* [Task A]:
Count how many lines in the rows contain the string "dark". Reply with the number alone.

* [Source passage]:
• • • • •

Last night’s Labour hustings: will it get interesting or turn to torture?
It was great having Diane there. I’m not sure she wants to win. But it would be seriously good to have her up against Nick Clegg at Deputy Prime Minister’s Questions, not least because she has an outstanding record on liberty.
She must be part of Labour’s front bench even if she doesn’t lead it.
David Miliband is the candidate to beat, the most committed to power and appealing, therefore, to the Labour councilors and its machines. He represents continuity with Blair in his air and appeal.
His brother, by contrast, whose answers on Iraq were powerful, is the closest to a change candidate, wanting to “turn the page” on Blair and Brown. While Diane is the most different, she is also, as she said, a long-time Labour traditionalist. Ed Miliband was the least tribal and seemed to have best grasped that the world has changed.
Andy Burnam apparently looked good on television but is floundering, out of his depth and appeals to the worst kind of Labourism. His holding out still for the invasion and conquest of Iraq is, apart from anything else (ie the fundamental issues), absurd and amateurish – how would he tell President Obama that he was wrong to have opposed the war!
Ed Balls was a mixture of the bullying and the reasonable. He makes much of listening but it doesn’t feel as if it would be a pleasure talking to him. Yet he can make practical arguments that are compelling. I liked the way he said if we were going to have all the democratic reforms the Miliband brothers were talking about, why not go for a written constitution so there wouldn’t be all the confusions that accompany reforms in Britain.

• • • • •

* [Task B]:
Repeat the entire Labour hustings post above, word for word and unchanged.

* [Data to use]:
• • • • •

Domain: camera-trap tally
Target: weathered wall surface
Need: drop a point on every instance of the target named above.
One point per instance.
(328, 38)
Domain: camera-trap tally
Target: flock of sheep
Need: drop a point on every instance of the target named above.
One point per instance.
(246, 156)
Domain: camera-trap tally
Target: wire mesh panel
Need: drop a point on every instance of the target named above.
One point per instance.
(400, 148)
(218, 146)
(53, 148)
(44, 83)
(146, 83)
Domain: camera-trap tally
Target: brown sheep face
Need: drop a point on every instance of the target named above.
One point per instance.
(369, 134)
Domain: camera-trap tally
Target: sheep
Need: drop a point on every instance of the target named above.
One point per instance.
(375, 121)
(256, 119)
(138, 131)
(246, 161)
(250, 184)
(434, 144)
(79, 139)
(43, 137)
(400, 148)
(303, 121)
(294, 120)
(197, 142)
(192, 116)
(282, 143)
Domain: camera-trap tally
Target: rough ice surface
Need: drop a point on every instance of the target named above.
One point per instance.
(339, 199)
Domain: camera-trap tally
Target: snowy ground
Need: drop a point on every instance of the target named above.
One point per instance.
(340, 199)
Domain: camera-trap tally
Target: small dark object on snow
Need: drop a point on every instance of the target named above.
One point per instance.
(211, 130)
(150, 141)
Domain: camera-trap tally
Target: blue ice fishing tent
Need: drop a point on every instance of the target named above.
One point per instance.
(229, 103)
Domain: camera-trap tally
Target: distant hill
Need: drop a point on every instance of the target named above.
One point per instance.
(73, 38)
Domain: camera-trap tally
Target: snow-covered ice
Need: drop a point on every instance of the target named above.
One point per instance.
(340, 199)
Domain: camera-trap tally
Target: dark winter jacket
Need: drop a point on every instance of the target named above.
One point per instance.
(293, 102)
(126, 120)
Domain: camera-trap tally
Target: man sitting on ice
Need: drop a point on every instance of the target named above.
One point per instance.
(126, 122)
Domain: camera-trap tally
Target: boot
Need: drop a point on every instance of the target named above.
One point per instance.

• • • • •

* [Task result A]:
2

* [Task result B]:
Last night’s Labour hustings: will it get interesting or turn to torture?
It was great having Diane there. I’m not sure she wants to win. But it would be seriously good to have her up against Nick Clegg at Deputy Prime Minister’s Questions, not least because she has an outstanding record on liberty.
She must be part of Labour’s front bench even if she doesn’t lead it.
David Miliband is the candidate to beat, the most committed to power and appealing, therefore, to the Labour councilors and its machines. He represents continuity with Blair in his air and appeal.
His brother, by contrast, whose answers on Iraq were powerful, is the closest to a change candidate, wanting to “turn the page” on Blair and Brown. While Diane is the most different, she is also, as she said, a long-time Labour traditionalist. Ed Miliband was the least tribal and seemed to have best grasped that the world has changed.
Andy Burnam apparently looked good on television but is floundering, out of his depth and appeals to the worst kind of Labourism. His holding out still for the invasion and conquest of Iraq is, apart from anything else (ie the fundamental issues), absurd and amateurish – how would he tell President Obama that he was wrong to have opposed the war!
Ed Balls was a mixture of the bullying and the reasonable. He makes much of listening but it doesn’t feel as if it would be a pleasure talking to him. Yet he can make practical arguments that are compelling. I liked the way he said if we were going to have all the democratic reforms the Miliband brothers were talking about, why not go for a written constitution so there wouldn’t be all the confusions that accompany reforms in Britain.